- _EXERCISE_
Type the records out again in full, exactly.

- _DATA FOR THIS TASK_
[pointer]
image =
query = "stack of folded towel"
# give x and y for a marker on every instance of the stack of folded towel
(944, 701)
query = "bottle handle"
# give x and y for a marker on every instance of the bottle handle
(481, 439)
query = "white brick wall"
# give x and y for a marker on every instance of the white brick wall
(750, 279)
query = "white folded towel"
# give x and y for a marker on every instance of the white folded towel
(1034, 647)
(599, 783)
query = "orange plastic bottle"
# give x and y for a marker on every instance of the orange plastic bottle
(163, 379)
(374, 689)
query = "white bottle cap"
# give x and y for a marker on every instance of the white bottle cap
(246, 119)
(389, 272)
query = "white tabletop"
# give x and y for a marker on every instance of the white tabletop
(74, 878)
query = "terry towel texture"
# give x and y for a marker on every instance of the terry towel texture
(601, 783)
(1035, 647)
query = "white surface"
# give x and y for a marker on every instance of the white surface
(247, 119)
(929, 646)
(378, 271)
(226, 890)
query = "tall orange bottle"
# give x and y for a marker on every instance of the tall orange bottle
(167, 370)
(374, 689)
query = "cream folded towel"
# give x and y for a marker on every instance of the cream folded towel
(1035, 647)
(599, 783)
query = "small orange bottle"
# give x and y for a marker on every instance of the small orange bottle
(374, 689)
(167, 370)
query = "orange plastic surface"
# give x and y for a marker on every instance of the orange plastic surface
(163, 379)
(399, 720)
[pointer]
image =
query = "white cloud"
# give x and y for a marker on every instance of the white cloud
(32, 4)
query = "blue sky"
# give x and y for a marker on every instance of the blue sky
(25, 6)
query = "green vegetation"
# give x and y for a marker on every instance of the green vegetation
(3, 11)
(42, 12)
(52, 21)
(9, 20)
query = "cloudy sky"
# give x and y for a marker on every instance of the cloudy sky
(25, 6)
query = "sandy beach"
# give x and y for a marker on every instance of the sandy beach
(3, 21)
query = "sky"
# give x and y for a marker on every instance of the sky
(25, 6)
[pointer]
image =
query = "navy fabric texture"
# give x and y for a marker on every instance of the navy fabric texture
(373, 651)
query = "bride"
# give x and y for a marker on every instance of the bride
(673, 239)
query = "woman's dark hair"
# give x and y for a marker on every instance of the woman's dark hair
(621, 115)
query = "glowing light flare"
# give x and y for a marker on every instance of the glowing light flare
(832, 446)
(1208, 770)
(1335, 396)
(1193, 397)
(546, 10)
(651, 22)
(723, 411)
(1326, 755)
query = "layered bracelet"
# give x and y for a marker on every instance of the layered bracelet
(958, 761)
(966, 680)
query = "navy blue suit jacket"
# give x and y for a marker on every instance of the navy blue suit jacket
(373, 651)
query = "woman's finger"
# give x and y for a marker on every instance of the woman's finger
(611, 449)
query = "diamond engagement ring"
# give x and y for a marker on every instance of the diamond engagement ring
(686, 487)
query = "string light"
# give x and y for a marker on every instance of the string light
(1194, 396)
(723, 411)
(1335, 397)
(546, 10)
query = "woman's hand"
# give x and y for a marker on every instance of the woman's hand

- _RESULT_
[pointer]
image =
query = "stack of folded towel"
# give x and y for a marker on every instance of the stack of folded towel
(944, 701)
query = "bottle handle"
# give x and y for a marker on every instance of the bottle handle
(481, 439)
query = "white brick wall"
# give x and y for a marker on every instance of the white brick wall
(750, 279)
query = "white folded towel"
# give x and y for a marker on every instance of the white folded towel
(1034, 647)
(599, 783)
query = "orange plastic bottle"
# give x and y for a marker on every instance of the orange plastic bottle
(163, 379)
(374, 689)
query = "white bottle cap"
# give x and y for a marker on every instance of the white bottle cap
(246, 119)
(389, 272)
query = "white tabletop"
# give x and y for a marker on every instance of the white tabletop
(74, 878)
query = "terry towel texture"
# give x and y for a marker on every instance of the terry towel texture
(601, 783)
(1035, 647)
query = "white surface"
# give x and y for a marker on every instance of the white surface
(247, 119)
(929, 646)
(378, 271)
(226, 890)
query = "tall orange bottle"
# give x and y for a marker on every instance of the tall orange bottle
(167, 370)
(374, 689)
query = "cream folded towel"
# give x and y for a marker on every instance of the cream folded towel
(1035, 647)
(599, 783)
query = "small orange bottle"
# give x and y for a marker on every instance of the small orange bottle
(374, 689)
(167, 370)
query = "orange plastic surface"
# give x and y for a marker on every instance of the orange plastic surface
(163, 379)
(399, 720)
[pointer]
image =
query = "white cloud"
# give x and y for a marker on every instance of the white cloud
(32, 4)
query = "blue sky"
# give x and y for a marker on every instance of the blue sky
(25, 6)
query = "green vegetation"
# give x and y for a marker on every instance of the green vegetation
(3, 11)
(42, 12)
(52, 21)
(9, 20)
query = "cloudy sky"
# give x and y for a marker on every instance of the cloudy sky
(25, 6)
query = "sandy beach"
# give x and y for a marker on every instance of the sandy beach
(3, 21)
query = "sky"
# give x and y for a marker on every instance of the sky
(25, 6)
[pointer]
image =
query = "navy fabric texture"
# give x and y for a marker on every instance of the navy fabric texture
(373, 651)
query = "bride"
# give x and y for a marker on every instance of the bride
(673, 239)
query = "woman's dark hair"
# give x and y for a marker on every instance of the woman's dark hair
(621, 115)
query = "glowing light flare"
# give x and y for a marker on every instance of the glowing light flare
(832, 446)
(1208, 770)
(1335, 396)
(1193, 397)
(546, 10)
(651, 22)
(723, 411)
(1326, 755)
query = "layered bracelet"
# give x and y for a marker on every instance of the layered bracelet
(958, 761)
(966, 680)
query = "navy blue suit jacket"
# give x and y for a marker on every instance of the navy blue suit jacket
(373, 651)
query = "woman's finger"
# give x and y for a marker on every instance of the woman's finger
(611, 449)
query = "diamond engagement ring"
# give x and y for a marker on every instance of the diamond engagement ring
(686, 487)
query = "string light"
# give x and y for a marker on every instance of the string light
(1194, 396)
(723, 411)
(1335, 397)
(546, 10)
query = "woman's hand"
# give x and y for a marker on every instance of the woman's hand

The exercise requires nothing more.